#### [WHAT YOU ARE ASKED TO DO]
Please render the lines in the entries below as a numbered list, from the line containing "Can you find the crew" up to and including the line containing "[[246, 150], [245, 133]]", leaving out any blank lines.
★ ★ ★ ★ ★
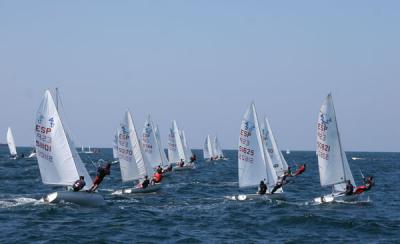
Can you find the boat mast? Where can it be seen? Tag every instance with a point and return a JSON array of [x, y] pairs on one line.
[[340, 143]]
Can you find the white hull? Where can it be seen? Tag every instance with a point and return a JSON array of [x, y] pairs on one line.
[[275, 196], [336, 197], [149, 189], [81, 198], [185, 167], [32, 155]]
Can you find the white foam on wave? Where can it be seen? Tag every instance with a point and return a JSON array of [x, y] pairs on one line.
[[8, 203]]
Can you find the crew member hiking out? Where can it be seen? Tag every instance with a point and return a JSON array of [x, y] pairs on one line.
[[368, 183], [262, 188], [349, 188], [102, 171], [79, 184]]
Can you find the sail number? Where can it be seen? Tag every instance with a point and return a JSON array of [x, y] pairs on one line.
[[246, 150], [245, 133]]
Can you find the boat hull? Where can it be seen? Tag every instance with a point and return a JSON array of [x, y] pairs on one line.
[[149, 189], [185, 167], [81, 198], [275, 196], [336, 197]]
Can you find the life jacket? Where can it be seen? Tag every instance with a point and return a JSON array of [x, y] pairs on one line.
[[157, 177], [79, 184], [300, 170], [360, 189]]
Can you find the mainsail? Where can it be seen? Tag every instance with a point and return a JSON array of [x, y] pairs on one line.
[[217, 148], [175, 146], [278, 161], [150, 145], [58, 160], [254, 163], [115, 146], [206, 151], [162, 152], [11, 142], [334, 168], [132, 163], [186, 149]]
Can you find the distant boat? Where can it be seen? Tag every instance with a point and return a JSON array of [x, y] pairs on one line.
[[115, 148], [133, 162], [160, 147], [334, 169], [278, 161], [150, 144], [254, 163], [11, 144], [32, 154], [212, 149], [88, 151], [58, 159]]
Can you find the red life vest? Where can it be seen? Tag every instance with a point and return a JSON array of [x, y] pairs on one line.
[[157, 177], [360, 189]]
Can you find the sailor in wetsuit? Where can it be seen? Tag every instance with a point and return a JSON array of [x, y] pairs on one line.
[[79, 184], [349, 188], [262, 188]]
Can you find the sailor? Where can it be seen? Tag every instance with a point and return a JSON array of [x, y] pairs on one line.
[[79, 184], [159, 169], [168, 169], [300, 170], [368, 183], [281, 182], [181, 163], [193, 158], [157, 177], [146, 182], [349, 188], [262, 188], [102, 171]]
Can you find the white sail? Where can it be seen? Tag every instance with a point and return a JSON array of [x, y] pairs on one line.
[[173, 155], [162, 152], [186, 149], [175, 146], [206, 152], [58, 160], [278, 161], [132, 162], [11, 142], [115, 146], [150, 145], [210, 147], [254, 163], [334, 168], [217, 146]]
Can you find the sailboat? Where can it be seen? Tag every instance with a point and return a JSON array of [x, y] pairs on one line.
[[176, 148], [278, 161], [150, 145], [188, 152], [115, 148], [254, 163], [218, 154], [133, 163], [163, 156], [11, 144], [334, 169], [32, 154], [207, 149], [58, 160]]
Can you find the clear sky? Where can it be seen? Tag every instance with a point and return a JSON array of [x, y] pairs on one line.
[[202, 63]]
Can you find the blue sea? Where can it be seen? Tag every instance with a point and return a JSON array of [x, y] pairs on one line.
[[194, 206]]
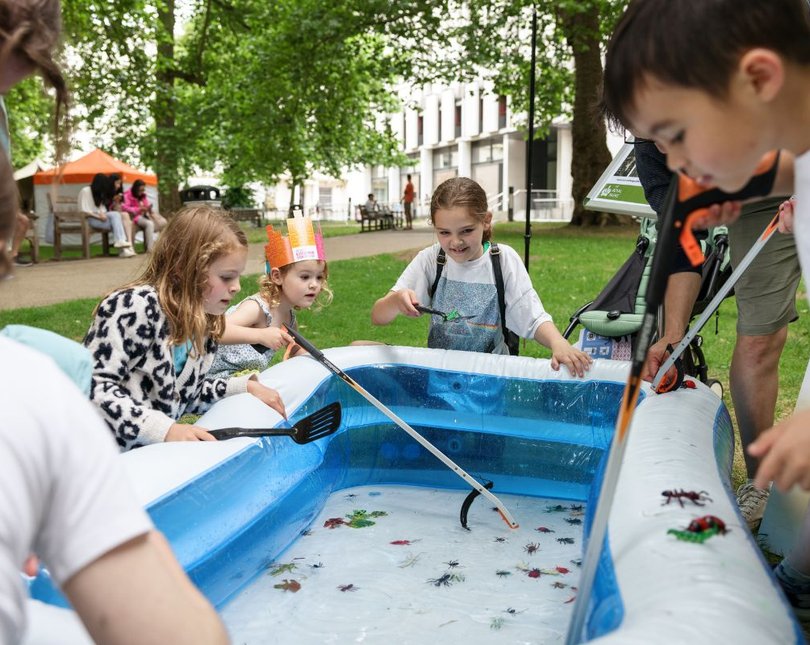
★ ★ ★ ★ ★
#### [WRITTEN RESPONSE]
1. Can you find the crew member hiking out? Where can it be seen? Tag every instance with a point and return a JSON array of [x, y] pairs on one line.
2. [[368, 183], [262, 188], [349, 188], [102, 171], [79, 184]]
3. Can you find the sail number? Where can it be seen? Tag every instance with a point and return a JSON array of [x, y] pairs on one line.
4. [[246, 150], [245, 133]]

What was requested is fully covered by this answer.